Bible passages to read
Acts 2.42, Acts 13.1-3, 1 Corinthians 14.1-5,26, 1 Timothy 4.13, Hebrews 10.24-25.

Acts 2.42 seems to suggest a broad outline for what happens in our gatherings – “teaching”, “fellowship”, “breaking of bread”, and “prayers”. The word “fellowship” translates the Greek word koinonia. This word suggests partnership in something done together.

What should a gathering of the local church include? There might be teaching and public reading of the Scriptures. There may be praise, thanksgiving and adoration of God – both spoken and sung. There may be prayer for the needs of people or situations. There may be prophecy, messages of wisdom, messages of knowledge, words of encouragement, tongues and interpretations. There might be testimonies – that is, people sharing what God has done for them. Not all these things will necessarily occur in every gathering. Each time we meet will be a unique occasion. And there may be times when the main focus of the meeting is, for example, prayer or teaching.

Everything that takes place when we meet together should build up the body. Paul writes: “Everything must be done so that the church may be built up.” (1 Corinthians 14.26 NIV). For example, too, those that prophesy, do so for believers’ “upbuilding and encouragement and consolation.” (1 Corinthians 14.3).

→ **Data section**:
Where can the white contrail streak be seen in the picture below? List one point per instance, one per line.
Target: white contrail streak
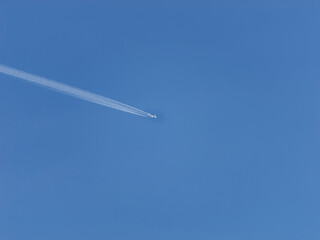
(73, 91)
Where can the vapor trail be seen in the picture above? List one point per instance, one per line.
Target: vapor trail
(73, 91)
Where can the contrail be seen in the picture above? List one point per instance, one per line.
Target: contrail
(73, 91)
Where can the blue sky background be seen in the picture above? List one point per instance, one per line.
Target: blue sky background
(234, 153)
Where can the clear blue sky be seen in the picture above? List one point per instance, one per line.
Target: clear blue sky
(235, 153)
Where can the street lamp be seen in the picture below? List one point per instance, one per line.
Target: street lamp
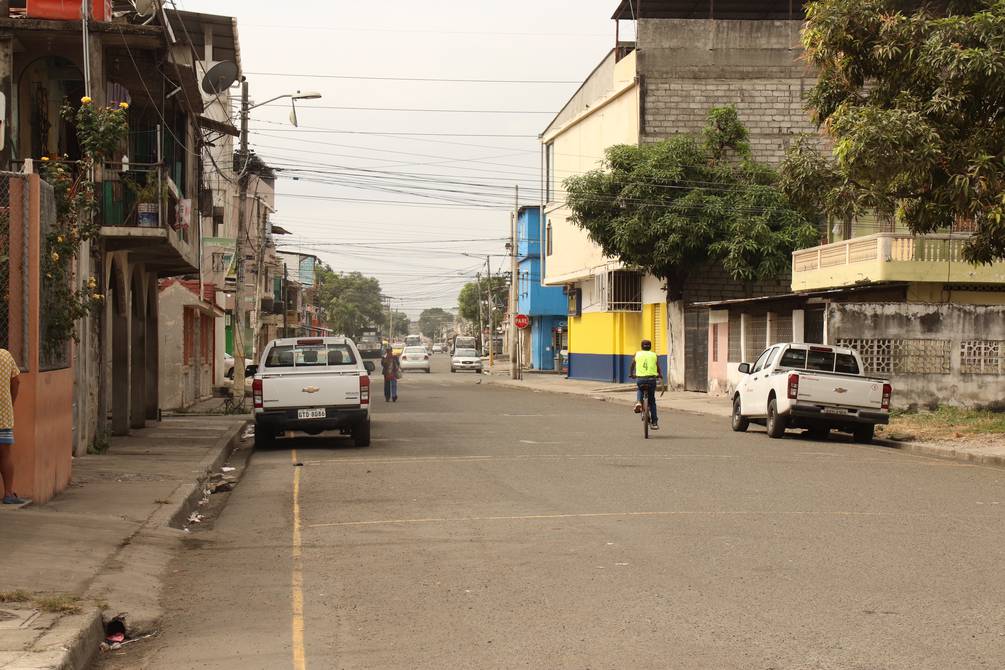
(238, 320)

→ **Set exercise 1**: Transcribe the stretch of the passage on church gatherings from "Everything that takes" through "(1 Corinthians 14.3).".
→ **Set exercise 2**: According to the passage on church gatherings, which Greek word does "fellowship" translate?
Work only from the passage on church gatherings, not the data.

→ **Exercise response 1**:
Everything that takes place when we meet together should build up the body. Paul writes: “Everything must be done so that the church may be built up.” (1 Corinthians 14.26 NIV). For example, too, those that prophesy, do so for believers’ “upbuilding and encouragement and consolation.” (1 Corinthians 14.3).

→ **Exercise response 2**: Koinonia.